§ **Given passage**
* * * * * * * * *
Given that the value of the tranche warrant does change in relation to an underlying variable, the tranche warrant does satisfy the criteria's for classification as a derivative financial instrument.

The subsequent measurement of a derivative financial instrument is at fair value with the movements in fair value recorded in the profit and loss.

The fair value of a single tranche warrant is derived from the valuation of its underlying convertible note and share subscription warrants. Two valuation approaches have been used to arrive at the fair value of such tranche warrants:

Approach 1 (intrinsic value):
Under this methodology, the intrinsic value of a tranche warrant is derived from the conversion value of the convertible note and the fair value of the share subscription warrants issued as of the exercise date of tranche warrants. The conversion value of the convertible note upon its issuance (the exercise of the tranche warrant) is calculated as the prevailing share price multiplied by the number of shares per note if converted on the valuation date, i.e. the exercise date.1 The fair value of a share subscription warrant is estimated by means of the Black & Scholes option valuation model. This fair value per warrant is then multiplied by the number of share subscription warrants received upon exercise.
* * * * * * * * *
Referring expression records
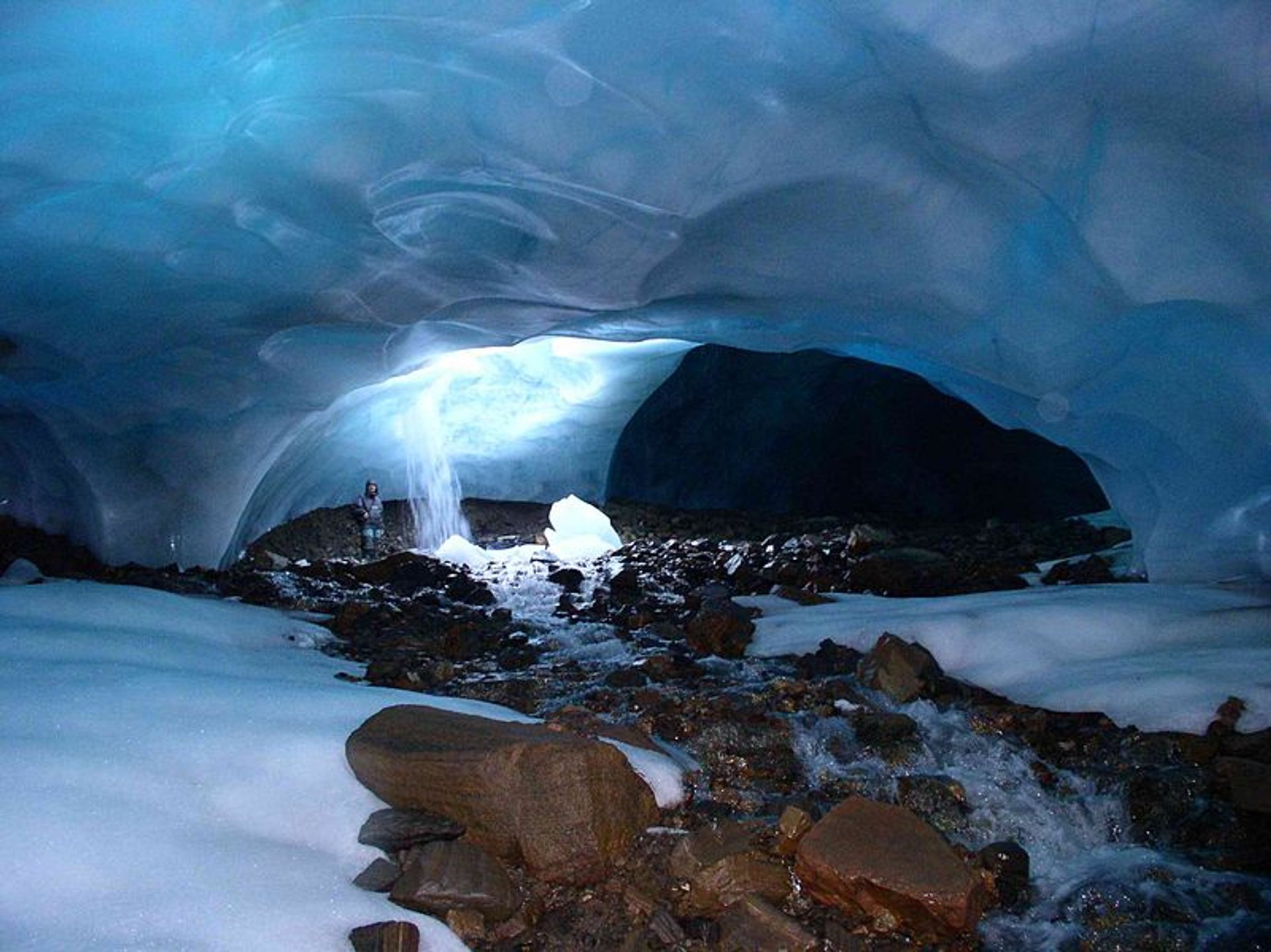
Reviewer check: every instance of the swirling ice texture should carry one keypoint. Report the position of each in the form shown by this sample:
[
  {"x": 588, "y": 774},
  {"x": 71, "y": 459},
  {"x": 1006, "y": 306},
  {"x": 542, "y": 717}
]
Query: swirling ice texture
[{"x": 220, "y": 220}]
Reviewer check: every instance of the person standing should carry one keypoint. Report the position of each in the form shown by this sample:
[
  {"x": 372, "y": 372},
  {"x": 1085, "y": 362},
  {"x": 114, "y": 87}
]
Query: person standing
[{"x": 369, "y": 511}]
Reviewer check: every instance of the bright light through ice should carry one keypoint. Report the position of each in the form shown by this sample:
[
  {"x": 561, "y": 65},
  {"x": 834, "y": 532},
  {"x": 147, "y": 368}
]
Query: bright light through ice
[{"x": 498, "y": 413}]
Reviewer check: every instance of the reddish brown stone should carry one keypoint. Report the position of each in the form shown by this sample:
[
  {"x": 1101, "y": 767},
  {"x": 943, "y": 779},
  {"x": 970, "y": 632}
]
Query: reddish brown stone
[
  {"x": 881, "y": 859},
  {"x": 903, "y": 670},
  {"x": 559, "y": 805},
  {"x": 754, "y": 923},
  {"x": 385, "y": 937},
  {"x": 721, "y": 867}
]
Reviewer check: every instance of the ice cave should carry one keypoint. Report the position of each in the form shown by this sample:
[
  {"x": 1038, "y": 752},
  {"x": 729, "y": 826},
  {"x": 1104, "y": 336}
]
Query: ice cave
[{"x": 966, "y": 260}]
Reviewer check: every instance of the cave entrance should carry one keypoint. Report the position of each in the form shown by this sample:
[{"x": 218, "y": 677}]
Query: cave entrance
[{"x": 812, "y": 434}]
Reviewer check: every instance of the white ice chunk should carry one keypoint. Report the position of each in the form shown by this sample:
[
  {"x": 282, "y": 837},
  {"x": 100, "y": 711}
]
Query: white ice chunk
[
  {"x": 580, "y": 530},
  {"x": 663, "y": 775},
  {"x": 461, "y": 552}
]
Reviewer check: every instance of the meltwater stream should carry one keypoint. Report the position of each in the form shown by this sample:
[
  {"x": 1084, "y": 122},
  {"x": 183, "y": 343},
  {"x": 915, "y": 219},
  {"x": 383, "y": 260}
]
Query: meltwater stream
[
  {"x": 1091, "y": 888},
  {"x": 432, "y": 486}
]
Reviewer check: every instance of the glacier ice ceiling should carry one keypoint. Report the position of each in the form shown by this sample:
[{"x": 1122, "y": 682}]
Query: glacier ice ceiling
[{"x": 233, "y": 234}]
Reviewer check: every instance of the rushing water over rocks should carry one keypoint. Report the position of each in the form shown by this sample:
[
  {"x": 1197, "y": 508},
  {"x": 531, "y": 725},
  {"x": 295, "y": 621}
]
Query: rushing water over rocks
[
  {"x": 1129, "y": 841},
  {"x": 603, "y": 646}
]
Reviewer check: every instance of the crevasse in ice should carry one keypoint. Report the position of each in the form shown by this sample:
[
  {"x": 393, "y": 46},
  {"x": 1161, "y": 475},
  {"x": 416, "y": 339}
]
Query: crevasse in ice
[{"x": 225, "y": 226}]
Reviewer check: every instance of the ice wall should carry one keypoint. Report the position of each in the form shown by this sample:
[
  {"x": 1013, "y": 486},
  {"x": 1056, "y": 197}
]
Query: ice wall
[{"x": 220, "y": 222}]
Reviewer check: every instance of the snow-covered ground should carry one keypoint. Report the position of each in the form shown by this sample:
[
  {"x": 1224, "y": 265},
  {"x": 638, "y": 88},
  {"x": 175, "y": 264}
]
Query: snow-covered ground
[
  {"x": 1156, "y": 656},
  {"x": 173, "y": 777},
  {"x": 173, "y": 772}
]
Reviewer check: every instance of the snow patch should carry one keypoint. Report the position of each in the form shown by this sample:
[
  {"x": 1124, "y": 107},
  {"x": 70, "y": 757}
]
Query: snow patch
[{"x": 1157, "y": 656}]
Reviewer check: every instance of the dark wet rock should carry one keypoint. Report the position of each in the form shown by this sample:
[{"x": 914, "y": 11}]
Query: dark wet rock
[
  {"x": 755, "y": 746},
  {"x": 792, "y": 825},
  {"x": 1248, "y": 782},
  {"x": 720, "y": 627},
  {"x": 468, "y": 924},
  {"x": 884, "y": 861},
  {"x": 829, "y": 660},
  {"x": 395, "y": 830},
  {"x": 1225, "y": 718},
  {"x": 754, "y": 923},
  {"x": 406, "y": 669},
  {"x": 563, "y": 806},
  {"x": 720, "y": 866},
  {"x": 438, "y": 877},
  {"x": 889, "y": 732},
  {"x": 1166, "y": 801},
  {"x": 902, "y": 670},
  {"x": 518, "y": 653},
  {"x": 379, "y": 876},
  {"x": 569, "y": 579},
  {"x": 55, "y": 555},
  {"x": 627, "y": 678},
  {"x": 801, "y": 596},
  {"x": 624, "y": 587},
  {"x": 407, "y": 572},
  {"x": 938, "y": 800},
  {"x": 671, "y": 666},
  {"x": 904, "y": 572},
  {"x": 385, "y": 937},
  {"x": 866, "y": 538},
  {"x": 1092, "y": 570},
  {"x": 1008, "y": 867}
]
* * * * * * * * *
§ **Task requirements**
Copy out the whole passage above on tranche warrant valuation word for word.

§ **Completed exercise**
Given that the value of the tranche warrant does change in relation to an underlying variable, the tranche warrant does satisfy the criteria's for classification as a derivative financial instrument.

The subsequent measurement of a derivative financial instrument is at fair value with the movements in fair value recorded in the profit and loss.

The fair value of a single tranche warrant is derived from the valuation of its underlying convertible note and share subscription warrants. Two valuation approaches have been used to arrive at the fair value of such tranche warrants:

Approach 1 (intrinsic value):
Under this methodology, the intrinsic value of a tranche warrant is derived from the conversion value of the convertible note and the fair value of the share subscription warrants issued as of the exercise date of tranche warrants. The conversion value of the convertible note upon its issuance (the exercise of the tranche warrant) is calculated as the prevailing share price multiplied by the number of shares per note if converted on the valuation date, i.e. the exercise date.1 The fair value of a share subscription warrant is estimated by means of the Black & Scholes option valuation model. This fair value per warrant is then multiplied by the number of share subscription warrants received upon exercise.